::: Record set
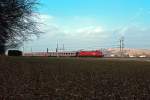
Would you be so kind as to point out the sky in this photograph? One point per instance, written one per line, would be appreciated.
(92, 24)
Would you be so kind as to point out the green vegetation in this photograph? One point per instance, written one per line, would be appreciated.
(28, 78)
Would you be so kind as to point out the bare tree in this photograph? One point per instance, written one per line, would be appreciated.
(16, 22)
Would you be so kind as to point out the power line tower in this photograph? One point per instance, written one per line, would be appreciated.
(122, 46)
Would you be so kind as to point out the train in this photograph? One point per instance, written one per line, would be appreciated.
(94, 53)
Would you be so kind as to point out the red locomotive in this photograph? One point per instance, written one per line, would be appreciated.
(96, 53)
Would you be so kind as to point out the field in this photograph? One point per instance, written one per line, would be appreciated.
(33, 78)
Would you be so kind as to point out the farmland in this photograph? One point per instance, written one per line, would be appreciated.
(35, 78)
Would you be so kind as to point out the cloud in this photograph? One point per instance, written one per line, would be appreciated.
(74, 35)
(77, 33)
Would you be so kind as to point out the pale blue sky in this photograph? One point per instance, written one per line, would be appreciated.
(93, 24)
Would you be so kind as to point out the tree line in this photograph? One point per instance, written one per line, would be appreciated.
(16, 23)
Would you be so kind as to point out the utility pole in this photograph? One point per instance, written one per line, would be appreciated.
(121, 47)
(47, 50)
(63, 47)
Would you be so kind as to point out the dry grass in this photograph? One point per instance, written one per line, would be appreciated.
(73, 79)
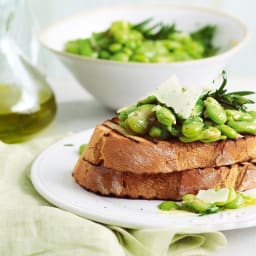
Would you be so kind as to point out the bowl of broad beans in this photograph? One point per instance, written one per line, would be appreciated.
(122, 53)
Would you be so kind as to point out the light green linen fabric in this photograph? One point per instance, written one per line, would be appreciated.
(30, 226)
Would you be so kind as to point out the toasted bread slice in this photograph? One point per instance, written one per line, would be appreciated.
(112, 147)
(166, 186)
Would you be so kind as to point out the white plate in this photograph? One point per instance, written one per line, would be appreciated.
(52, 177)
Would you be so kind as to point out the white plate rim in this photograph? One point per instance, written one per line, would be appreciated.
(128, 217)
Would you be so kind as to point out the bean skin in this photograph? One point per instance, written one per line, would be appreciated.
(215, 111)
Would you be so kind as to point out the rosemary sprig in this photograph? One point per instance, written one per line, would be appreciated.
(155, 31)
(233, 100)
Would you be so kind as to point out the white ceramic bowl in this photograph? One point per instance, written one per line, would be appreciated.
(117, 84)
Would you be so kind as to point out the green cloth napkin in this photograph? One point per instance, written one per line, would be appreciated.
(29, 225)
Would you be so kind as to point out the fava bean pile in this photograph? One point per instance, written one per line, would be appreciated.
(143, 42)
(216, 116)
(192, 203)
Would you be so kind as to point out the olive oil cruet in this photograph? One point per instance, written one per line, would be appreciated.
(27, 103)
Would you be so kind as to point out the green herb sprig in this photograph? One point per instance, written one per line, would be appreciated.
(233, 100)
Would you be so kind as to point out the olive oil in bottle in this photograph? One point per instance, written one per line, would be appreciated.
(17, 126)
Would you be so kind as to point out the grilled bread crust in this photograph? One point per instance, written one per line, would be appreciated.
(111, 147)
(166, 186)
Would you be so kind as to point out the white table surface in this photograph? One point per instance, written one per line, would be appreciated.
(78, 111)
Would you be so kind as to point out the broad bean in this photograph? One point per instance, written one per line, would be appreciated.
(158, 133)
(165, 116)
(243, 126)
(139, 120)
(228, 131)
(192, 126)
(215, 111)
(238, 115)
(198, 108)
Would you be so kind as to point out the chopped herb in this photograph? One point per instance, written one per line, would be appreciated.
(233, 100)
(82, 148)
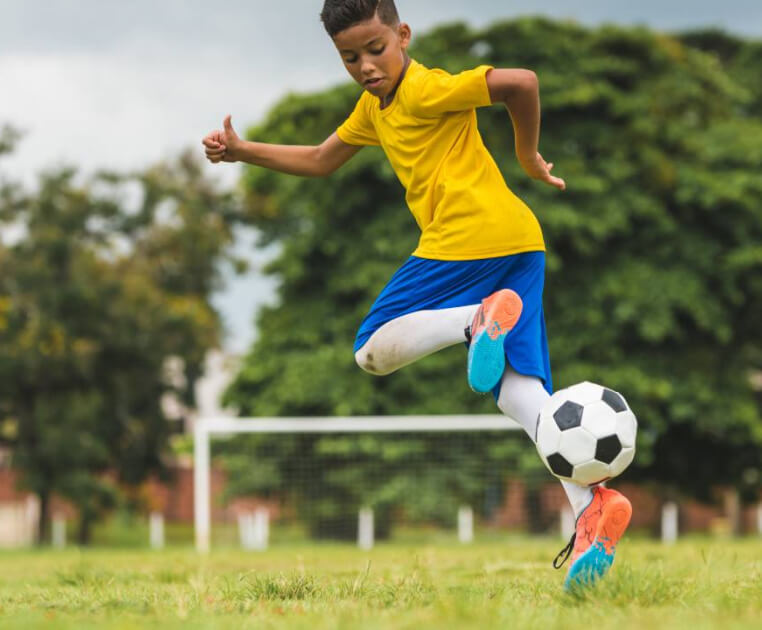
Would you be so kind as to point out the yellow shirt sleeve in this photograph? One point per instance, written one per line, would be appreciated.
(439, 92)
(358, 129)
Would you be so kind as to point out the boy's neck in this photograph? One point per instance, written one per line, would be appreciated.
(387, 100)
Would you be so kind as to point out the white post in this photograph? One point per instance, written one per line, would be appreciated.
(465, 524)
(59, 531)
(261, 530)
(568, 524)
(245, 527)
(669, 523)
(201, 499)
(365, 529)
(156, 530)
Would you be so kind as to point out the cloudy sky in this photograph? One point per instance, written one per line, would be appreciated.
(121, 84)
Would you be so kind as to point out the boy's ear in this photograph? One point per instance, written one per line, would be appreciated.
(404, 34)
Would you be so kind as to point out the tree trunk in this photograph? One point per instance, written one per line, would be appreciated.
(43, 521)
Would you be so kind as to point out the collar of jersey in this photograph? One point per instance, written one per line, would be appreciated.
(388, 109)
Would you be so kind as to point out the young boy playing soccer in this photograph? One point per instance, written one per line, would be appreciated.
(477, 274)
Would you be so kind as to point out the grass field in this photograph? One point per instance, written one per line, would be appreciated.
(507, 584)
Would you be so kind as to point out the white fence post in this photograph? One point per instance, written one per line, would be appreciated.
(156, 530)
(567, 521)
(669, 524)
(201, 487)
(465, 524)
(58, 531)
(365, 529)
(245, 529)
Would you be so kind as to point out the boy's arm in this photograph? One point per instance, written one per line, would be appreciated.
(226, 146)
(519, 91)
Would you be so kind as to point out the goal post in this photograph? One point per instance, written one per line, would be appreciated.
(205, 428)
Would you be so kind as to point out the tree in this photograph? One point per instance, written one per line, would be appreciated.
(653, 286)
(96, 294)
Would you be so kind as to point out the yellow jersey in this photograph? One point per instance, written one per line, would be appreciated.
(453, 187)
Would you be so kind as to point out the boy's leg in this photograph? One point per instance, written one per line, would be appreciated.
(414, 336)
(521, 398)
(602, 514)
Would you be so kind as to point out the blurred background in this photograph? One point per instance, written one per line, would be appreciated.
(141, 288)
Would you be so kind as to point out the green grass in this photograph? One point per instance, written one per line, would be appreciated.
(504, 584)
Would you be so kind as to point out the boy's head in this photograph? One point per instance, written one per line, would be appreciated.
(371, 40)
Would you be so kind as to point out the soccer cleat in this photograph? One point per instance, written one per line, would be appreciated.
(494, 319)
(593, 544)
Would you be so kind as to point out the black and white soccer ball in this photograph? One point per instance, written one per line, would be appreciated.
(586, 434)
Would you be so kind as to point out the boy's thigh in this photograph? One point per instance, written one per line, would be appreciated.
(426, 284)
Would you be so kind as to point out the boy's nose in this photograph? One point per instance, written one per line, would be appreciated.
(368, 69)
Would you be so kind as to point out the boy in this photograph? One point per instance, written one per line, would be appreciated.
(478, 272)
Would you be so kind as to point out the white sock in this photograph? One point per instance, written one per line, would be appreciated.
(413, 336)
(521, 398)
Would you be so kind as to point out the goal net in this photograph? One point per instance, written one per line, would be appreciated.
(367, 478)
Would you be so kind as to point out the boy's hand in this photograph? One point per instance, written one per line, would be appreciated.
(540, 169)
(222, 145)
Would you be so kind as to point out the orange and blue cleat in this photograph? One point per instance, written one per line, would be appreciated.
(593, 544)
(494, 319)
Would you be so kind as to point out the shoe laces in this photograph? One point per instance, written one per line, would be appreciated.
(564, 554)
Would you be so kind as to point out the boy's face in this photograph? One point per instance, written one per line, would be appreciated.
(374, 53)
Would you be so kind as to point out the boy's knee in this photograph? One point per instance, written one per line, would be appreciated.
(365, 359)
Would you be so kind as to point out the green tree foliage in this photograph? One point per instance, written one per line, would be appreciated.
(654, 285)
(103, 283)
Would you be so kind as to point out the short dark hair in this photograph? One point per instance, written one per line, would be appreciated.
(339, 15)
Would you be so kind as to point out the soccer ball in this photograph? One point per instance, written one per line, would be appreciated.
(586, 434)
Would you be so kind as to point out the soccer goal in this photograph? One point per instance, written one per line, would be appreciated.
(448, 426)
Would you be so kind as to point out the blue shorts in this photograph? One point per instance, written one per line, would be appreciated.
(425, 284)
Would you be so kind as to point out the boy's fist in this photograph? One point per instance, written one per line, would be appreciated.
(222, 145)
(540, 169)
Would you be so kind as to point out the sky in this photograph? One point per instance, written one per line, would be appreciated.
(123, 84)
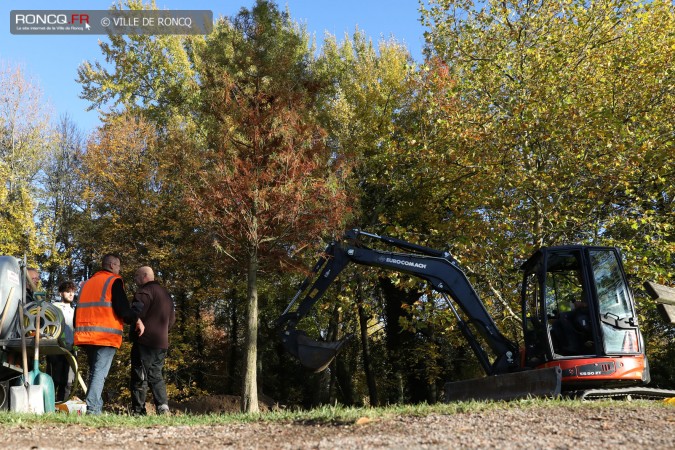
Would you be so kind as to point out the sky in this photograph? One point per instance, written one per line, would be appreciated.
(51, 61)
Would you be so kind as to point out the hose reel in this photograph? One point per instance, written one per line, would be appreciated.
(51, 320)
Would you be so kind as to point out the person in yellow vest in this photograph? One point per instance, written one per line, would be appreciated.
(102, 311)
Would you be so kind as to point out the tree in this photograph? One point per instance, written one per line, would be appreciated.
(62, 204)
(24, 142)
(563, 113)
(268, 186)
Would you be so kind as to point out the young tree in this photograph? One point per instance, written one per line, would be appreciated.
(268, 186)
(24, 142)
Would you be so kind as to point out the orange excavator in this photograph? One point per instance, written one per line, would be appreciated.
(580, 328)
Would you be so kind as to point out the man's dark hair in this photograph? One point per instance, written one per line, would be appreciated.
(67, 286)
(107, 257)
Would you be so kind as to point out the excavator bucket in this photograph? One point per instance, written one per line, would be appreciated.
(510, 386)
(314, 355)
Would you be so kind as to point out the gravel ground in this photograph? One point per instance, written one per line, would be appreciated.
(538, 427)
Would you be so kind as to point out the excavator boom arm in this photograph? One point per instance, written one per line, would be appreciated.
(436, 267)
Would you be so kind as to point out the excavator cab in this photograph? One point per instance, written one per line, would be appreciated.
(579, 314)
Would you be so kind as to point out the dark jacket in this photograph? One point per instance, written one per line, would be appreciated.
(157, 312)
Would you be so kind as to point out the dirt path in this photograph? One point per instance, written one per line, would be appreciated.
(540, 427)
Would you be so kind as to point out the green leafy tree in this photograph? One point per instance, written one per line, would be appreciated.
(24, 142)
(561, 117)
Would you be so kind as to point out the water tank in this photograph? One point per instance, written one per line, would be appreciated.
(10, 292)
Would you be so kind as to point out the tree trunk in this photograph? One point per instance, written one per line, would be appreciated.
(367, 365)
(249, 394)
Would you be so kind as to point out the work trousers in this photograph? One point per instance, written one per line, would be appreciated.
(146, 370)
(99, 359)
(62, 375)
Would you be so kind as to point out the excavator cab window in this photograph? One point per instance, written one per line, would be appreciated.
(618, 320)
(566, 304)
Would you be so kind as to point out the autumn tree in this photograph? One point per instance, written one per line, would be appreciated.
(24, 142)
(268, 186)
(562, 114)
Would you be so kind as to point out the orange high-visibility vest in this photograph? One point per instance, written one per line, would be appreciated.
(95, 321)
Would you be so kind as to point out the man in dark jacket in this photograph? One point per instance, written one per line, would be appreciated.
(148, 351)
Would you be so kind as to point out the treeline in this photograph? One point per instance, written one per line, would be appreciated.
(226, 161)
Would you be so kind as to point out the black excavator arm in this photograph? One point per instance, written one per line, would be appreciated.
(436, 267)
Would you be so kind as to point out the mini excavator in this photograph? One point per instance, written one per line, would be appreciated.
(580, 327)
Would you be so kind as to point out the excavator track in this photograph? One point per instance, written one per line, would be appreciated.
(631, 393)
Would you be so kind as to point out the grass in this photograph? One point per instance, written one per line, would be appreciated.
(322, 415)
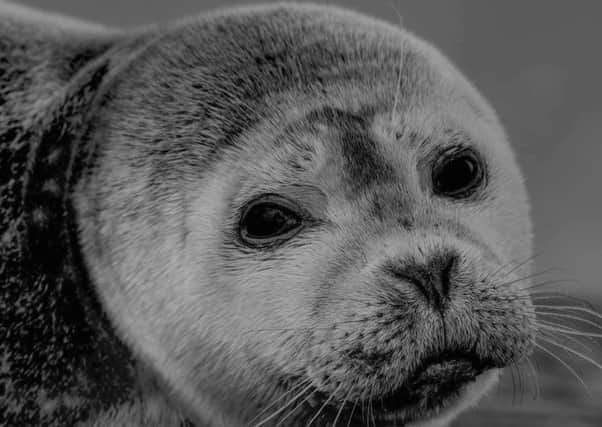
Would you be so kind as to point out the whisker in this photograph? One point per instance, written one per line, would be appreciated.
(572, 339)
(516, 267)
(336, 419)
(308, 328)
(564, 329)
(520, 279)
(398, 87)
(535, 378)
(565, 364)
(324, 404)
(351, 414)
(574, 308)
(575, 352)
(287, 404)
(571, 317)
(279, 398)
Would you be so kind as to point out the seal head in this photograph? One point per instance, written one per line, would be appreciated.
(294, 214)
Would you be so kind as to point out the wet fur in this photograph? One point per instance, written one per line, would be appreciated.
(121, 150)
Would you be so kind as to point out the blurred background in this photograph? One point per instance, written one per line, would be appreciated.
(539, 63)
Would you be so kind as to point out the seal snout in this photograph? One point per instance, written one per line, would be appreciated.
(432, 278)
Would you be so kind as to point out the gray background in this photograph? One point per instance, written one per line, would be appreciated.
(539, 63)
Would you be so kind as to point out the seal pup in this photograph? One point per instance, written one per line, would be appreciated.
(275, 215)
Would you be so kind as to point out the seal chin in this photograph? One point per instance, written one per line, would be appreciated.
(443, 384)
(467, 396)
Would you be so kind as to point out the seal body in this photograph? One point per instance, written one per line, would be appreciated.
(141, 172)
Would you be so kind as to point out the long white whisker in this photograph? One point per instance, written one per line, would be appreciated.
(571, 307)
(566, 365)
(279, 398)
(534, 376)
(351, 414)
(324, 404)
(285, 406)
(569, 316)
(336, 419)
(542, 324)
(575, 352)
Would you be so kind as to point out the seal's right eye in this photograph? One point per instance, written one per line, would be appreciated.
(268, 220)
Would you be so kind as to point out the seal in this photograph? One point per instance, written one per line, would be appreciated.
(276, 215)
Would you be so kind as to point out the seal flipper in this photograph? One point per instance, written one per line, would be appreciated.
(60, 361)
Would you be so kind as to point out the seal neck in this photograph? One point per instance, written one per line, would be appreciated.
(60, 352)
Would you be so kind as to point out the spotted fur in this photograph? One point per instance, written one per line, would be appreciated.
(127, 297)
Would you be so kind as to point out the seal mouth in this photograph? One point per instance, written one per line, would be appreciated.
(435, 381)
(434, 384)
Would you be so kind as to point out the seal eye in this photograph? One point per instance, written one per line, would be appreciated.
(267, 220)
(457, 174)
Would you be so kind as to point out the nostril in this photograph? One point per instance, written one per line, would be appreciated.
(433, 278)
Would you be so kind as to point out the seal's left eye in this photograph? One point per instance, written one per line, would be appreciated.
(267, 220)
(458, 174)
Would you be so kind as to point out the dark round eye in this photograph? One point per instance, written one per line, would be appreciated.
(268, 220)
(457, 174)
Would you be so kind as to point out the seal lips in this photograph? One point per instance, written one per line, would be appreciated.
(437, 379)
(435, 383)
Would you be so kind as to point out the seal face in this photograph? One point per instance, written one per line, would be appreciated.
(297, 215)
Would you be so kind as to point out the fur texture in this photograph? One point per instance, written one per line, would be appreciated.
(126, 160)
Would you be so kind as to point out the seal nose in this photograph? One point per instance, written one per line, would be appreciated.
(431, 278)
::::::
- Aim -
Rewrite the stretch from the line containing "the dark round" through the end of the rows, substituting "image" for "photograph" and leaving everything else unchanged.

- Written answer -
Would you be so kind as to point out the dark round eye in this image? One point per instance, written one per line, would be appreciated.
(268, 220)
(457, 174)
Would you be so kind as to point out the seal lips in this image? One point per instance, written one per line, would be appreciated.
(437, 379)
(435, 383)
Would you be so kind as to point out the seal face in this image? One point per instance, written one per line, would be appreciated.
(297, 215)
Would you be so kind as to point out the fur texture in this image? One point per instance, written one per line, would be appreciated.
(126, 160)
Would you be so kind as to point out the seal nose in this image? One point per instance, written one per line, would be appreciated.
(431, 278)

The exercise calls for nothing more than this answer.